**WHAT YOU NEED TO DO**: Reproduce the records below, swapping every "Would you kindly" for "Could you please" and keeping everything else the same.
>> Begin SUPPLIED RECORDS
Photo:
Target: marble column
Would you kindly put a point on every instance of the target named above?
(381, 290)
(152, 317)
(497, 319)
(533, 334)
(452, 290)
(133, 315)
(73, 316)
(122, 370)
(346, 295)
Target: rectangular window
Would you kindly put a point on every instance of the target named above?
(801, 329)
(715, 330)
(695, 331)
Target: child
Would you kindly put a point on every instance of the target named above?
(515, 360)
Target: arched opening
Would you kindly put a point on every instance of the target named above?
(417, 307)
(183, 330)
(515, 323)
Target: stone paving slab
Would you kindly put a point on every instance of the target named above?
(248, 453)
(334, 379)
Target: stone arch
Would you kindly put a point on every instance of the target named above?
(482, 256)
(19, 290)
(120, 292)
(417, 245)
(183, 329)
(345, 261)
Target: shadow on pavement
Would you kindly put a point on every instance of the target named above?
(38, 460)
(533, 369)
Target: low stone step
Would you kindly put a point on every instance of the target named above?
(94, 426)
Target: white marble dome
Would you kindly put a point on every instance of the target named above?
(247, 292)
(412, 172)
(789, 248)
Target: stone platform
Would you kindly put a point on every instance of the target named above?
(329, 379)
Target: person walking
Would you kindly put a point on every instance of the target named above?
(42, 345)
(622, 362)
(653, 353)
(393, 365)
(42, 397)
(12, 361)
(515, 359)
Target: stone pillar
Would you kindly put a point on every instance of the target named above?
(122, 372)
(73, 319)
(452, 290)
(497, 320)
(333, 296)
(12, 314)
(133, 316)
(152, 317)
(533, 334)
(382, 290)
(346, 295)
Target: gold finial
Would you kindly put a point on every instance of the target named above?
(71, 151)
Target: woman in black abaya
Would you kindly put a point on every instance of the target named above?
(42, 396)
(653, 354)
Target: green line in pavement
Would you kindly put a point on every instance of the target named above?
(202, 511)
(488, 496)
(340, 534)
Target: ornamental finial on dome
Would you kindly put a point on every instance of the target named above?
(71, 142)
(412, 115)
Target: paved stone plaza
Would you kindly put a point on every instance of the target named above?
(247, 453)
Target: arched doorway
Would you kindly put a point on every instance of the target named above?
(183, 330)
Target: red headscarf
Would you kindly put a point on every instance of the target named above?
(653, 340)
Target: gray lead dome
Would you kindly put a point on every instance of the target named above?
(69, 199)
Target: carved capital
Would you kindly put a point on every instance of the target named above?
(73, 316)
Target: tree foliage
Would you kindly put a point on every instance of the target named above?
>> End SUPPLIED RECORDS
**ANSWER TO THE TASK**:
Photo:
Target: marble column
Could you please put a point on every instance of the target named above?
(381, 290)
(152, 317)
(497, 319)
(533, 334)
(452, 290)
(133, 315)
(73, 316)
(122, 370)
(346, 295)
Target: rectangular window
Could you please put a point on every instance of the target named above?
(801, 329)
(715, 330)
(695, 331)
Target: child
Could you please put a point on every instance of the target named above?
(515, 360)
Target: arched opening
Could you please put a point on every instance of the target named above?
(417, 307)
(183, 330)
(515, 323)
Target: stone paving slab
Could you please put a point on every instance of the target named above?
(248, 453)
(334, 379)
Target: stone arch
Could you please put a point on every instance of the target named above?
(482, 256)
(19, 290)
(120, 292)
(417, 245)
(183, 329)
(345, 261)
Target: shadow on pavement
Could you please put a point on every instance of the target named above?
(38, 460)
(533, 369)
Target: low stone step
Could you please put a point on every instance of the target named above?
(94, 426)
Target: white marble dome
Could you please put a point on every instance of the target named above?
(247, 292)
(412, 172)
(789, 248)
Target: stone platform
Could you please put a point on every instance of the target named above?
(329, 379)
Target: person walking
Could you please put a point on every instance of the target named above?
(42, 345)
(622, 362)
(653, 353)
(393, 365)
(42, 397)
(12, 361)
(515, 359)
Target: stone pillar
Could you please put a point on every instance of the target named above?
(122, 372)
(73, 319)
(452, 290)
(497, 320)
(333, 296)
(12, 314)
(133, 316)
(152, 317)
(533, 334)
(382, 290)
(346, 295)
Target: gold finial
Could you please put a point on every instance of the target named above?
(71, 151)
Target: woman in black abaya
Could you please put a point on every instance of the target named above?
(42, 396)
(653, 354)
Target: green line in pavement
Could you please put a point on every instance of the target named above?
(202, 511)
(488, 496)
(340, 534)
Target: ornamental finial on dome
Could you please put a point on every instance of the target named above?
(71, 142)
(412, 115)
Target: paved stone plaza
Could you please put a point on every instance of the target named above?
(247, 453)
Target: arched doorway
Could you please put a point on every instance of the target named above?
(183, 330)
Target: red headscarf
Could you please put a point on every instance of the target named above?
(653, 340)
Target: gray lead dome
Could you please put a point on every instance of the target named above?
(69, 199)
Target: carved capital
Could you please put a point on every instance of the target named above?
(73, 316)
Target: tree foliage
Could you please put a point on every instance of the target named above?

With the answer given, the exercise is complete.